Please reproduce the data in its entirety, word for word.
==== Study material
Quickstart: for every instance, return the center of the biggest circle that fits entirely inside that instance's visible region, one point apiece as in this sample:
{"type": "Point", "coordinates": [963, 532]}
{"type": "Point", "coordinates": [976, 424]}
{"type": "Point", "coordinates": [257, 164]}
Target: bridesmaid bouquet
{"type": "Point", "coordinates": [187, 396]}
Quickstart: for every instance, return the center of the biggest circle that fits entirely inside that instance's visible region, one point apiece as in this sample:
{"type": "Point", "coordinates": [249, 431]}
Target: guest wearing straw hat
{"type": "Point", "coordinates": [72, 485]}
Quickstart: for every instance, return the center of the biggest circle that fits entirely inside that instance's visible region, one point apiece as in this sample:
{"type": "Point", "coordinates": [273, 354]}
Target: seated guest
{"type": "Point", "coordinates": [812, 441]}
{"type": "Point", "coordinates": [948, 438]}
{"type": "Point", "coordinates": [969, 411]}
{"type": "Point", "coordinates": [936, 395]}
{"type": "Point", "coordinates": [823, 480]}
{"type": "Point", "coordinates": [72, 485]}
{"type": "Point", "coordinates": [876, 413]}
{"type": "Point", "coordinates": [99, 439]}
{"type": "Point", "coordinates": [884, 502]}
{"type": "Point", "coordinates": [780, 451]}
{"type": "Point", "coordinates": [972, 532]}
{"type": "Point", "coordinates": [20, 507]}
========
▶ Result
Quickstart: for every instance, return the center of the biggest circle that fits entirely inside that instance's visible region, one point apiece as in this sample:
{"type": "Point", "coordinates": [963, 532]}
{"type": "Point", "coordinates": [976, 424]}
{"type": "Point", "coordinates": [257, 164]}
Target: bridesmaid bouquet
{"type": "Point", "coordinates": [187, 396]}
Quickstart: for every instance, return the center of the biggest circle that fits entirely inside that instance's visible region, one point apiece as in this sample:
{"type": "Point", "coordinates": [249, 431]}
Target: guest wearing straw hat
{"type": "Point", "coordinates": [72, 485]}
Quickstart: for every instance, return the center of the biggest circle that fits entirely inside that instance's visible region, one point apiece as in this sample:
{"type": "Point", "coordinates": [273, 354]}
Target: seated guest
{"type": "Point", "coordinates": [812, 441]}
{"type": "Point", "coordinates": [948, 438]}
{"type": "Point", "coordinates": [969, 411]}
{"type": "Point", "coordinates": [936, 395]}
{"type": "Point", "coordinates": [823, 480]}
{"type": "Point", "coordinates": [72, 485]}
{"type": "Point", "coordinates": [876, 413]}
{"type": "Point", "coordinates": [99, 439]}
{"type": "Point", "coordinates": [884, 502]}
{"type": "Point", "coordinates": [780, 451]}
{"type": "Point", "coordinates": [972, 532]}
{"type": "Point", "coordinates": [20, 507]}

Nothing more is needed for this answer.